Reproduce the material below exactly, starting with the line that contains "Exercise. Mark the grey" and continuing through the end of the material.

--- Supplied material ---

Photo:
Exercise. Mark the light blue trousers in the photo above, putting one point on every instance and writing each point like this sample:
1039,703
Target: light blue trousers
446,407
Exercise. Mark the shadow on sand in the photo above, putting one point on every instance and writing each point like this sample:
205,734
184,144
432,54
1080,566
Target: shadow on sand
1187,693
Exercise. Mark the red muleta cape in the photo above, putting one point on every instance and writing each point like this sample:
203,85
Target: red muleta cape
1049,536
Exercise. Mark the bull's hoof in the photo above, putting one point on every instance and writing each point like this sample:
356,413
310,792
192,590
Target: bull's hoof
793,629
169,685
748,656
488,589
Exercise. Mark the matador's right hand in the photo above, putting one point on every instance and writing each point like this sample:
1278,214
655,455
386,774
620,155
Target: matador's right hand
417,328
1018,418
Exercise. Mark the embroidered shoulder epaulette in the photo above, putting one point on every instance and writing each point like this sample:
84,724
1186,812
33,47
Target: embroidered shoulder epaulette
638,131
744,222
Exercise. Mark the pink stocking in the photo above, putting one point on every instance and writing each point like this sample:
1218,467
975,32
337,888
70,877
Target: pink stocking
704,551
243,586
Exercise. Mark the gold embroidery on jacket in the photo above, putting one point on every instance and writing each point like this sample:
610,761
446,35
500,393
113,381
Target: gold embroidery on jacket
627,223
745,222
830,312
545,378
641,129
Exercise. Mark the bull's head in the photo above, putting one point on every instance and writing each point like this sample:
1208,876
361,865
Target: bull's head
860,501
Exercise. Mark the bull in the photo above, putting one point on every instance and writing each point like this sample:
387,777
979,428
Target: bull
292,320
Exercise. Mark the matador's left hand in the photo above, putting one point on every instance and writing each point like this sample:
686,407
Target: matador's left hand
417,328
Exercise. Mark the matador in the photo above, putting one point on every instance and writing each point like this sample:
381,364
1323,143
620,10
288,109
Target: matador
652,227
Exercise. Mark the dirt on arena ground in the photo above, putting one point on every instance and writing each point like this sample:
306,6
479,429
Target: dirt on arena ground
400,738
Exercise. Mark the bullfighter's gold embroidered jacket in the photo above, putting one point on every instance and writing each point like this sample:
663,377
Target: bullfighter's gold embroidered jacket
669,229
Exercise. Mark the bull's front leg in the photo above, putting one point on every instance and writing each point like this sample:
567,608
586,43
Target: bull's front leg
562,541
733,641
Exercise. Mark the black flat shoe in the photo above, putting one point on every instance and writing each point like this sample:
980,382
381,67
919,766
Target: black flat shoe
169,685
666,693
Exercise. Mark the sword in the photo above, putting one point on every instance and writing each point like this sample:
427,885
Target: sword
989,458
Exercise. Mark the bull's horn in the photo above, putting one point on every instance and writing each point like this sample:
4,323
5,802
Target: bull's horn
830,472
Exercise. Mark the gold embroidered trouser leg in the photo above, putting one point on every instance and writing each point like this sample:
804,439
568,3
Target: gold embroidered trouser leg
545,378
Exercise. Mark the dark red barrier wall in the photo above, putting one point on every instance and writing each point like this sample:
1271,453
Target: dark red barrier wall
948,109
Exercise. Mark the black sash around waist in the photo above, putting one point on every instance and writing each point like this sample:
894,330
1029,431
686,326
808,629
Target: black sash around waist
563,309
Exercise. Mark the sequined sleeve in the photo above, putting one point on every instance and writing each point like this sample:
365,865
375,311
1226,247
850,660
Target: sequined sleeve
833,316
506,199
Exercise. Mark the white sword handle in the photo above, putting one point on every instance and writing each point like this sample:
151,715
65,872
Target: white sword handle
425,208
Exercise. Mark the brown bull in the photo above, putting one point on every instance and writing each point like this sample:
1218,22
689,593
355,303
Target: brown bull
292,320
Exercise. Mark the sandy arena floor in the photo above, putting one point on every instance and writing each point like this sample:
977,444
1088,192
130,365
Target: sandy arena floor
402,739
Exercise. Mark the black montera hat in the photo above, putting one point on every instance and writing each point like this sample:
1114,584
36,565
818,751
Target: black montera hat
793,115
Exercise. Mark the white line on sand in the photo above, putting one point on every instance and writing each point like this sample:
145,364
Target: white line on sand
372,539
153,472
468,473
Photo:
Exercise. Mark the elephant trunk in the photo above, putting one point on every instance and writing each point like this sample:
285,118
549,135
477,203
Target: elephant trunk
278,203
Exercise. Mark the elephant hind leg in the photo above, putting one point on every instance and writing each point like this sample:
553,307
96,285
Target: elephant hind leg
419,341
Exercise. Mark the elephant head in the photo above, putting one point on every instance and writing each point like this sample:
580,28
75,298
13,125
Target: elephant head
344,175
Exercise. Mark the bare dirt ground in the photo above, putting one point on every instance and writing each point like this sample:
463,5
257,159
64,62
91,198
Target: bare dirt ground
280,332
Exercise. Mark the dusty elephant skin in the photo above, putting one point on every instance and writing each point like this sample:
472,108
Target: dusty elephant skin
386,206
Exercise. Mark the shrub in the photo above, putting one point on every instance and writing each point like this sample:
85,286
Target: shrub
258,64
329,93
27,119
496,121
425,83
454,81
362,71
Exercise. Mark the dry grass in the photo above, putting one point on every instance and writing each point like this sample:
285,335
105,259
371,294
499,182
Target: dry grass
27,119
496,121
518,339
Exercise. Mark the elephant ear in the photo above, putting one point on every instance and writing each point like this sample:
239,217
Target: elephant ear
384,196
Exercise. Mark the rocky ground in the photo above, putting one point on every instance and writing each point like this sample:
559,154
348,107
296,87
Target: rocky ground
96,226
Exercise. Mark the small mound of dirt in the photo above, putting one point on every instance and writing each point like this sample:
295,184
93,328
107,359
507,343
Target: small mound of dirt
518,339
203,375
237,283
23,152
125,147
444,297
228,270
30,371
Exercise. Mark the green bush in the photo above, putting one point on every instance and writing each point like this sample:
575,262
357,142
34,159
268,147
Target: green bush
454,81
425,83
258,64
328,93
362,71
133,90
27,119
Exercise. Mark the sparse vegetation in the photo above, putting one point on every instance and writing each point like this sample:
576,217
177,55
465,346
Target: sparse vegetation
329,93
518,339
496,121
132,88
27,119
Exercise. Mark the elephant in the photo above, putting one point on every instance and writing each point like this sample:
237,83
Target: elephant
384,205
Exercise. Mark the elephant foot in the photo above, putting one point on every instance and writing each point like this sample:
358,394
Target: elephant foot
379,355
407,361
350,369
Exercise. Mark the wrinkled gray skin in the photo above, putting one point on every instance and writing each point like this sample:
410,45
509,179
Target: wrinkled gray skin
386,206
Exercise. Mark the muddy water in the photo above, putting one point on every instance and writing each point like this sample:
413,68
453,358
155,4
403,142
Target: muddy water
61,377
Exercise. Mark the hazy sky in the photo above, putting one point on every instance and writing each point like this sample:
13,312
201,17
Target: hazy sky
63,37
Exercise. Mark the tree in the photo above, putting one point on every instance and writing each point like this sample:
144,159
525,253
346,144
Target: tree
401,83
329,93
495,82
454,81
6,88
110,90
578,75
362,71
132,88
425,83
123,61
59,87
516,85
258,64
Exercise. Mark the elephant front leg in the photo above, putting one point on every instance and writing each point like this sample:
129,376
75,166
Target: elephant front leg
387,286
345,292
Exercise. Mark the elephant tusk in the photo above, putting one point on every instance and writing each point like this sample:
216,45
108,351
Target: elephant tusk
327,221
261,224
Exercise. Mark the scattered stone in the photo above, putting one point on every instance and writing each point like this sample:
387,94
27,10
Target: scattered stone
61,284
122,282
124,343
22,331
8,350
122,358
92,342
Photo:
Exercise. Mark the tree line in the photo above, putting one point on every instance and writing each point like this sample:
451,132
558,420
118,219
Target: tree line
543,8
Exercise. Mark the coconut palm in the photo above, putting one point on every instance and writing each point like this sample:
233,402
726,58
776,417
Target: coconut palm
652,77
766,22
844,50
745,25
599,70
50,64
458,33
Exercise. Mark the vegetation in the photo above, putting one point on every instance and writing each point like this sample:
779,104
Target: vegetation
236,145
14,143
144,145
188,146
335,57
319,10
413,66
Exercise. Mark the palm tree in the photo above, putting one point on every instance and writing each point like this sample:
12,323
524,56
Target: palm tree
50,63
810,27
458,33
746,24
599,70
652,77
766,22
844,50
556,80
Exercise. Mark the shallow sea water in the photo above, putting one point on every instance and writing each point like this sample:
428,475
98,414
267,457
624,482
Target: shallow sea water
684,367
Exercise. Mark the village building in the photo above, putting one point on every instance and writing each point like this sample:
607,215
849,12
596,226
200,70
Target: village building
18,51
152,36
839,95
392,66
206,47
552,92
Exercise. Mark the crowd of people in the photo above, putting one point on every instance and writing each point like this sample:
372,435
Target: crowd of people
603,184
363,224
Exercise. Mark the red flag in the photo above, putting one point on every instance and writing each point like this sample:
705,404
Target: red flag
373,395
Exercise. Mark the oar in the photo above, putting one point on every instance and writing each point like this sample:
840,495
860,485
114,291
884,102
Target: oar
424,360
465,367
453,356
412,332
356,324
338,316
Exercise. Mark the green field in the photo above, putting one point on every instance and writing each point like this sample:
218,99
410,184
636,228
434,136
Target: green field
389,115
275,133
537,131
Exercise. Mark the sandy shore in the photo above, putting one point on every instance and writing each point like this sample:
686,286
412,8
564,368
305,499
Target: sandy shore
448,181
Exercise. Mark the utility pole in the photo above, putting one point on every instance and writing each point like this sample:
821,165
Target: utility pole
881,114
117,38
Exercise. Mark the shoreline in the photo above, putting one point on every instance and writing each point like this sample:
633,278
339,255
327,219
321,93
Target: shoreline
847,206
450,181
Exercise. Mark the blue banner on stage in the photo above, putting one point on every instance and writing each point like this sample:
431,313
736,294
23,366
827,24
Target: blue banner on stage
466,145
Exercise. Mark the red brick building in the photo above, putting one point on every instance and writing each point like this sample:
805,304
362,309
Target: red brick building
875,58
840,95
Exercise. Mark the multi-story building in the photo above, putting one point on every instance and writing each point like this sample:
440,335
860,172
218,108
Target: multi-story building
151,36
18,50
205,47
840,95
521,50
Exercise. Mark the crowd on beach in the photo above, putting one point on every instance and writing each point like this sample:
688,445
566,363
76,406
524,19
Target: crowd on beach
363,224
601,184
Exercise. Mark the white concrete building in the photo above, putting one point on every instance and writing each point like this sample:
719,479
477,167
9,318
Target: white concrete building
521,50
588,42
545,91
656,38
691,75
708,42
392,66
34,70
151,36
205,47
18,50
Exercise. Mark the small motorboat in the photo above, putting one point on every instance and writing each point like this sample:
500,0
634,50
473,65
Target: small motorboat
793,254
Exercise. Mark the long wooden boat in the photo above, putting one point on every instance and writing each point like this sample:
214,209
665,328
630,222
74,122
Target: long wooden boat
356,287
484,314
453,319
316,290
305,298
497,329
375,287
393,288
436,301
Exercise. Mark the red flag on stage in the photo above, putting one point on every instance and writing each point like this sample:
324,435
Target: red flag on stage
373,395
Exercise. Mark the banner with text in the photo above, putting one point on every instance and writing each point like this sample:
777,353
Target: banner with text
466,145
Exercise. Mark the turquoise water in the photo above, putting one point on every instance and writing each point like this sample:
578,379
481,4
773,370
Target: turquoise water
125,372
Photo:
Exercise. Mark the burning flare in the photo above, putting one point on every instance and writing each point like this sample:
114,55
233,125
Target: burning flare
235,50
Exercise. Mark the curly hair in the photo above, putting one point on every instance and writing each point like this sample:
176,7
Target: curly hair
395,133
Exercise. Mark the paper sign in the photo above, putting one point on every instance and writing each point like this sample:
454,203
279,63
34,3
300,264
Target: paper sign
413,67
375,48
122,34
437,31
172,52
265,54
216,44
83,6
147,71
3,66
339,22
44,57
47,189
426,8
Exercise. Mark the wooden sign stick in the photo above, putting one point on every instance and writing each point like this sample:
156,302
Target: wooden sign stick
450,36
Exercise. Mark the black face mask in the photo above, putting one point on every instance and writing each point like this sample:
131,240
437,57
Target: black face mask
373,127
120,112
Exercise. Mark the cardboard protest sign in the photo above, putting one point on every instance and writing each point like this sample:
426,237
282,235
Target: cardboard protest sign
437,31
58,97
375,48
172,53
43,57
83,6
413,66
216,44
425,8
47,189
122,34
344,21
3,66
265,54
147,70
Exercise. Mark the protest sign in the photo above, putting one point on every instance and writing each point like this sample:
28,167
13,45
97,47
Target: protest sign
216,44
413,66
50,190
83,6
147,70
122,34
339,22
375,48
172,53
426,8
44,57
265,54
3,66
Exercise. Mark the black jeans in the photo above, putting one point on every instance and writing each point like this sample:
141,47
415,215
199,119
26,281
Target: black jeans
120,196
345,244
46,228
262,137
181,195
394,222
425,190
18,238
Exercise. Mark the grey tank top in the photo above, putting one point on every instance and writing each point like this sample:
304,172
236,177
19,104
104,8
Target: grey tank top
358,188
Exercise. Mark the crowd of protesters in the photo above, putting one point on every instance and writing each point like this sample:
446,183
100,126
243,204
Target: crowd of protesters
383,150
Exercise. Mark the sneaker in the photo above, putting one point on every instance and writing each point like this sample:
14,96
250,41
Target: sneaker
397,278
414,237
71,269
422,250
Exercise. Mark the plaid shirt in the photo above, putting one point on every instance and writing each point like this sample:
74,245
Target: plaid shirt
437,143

---

> **Written answer**:
Exercise. Mark the grey tank top in the photo above, putting one point on every instance and writing each point like this sample:
304,172
236,177
19,104
104,8
Target: grey tank top
358,188
Exercise. Mark the crowd of protesters in the photo above, putting one point on every instance and writing each point like this sample:
446,183
100,126
243,204
Target: crowd of protesters
383,150
Exercise. Mark the sneaker in the photo above, putting one point on every instance and writing each point like this sample:
14,96
250,41
Target: sneaker
397,278
414,237
71,269
422,250
Exercise. Mark the plaid shirt in the photo above, putting one point on every instance and writing each point like this sample:
74,245
Target: plaid shirt
437,143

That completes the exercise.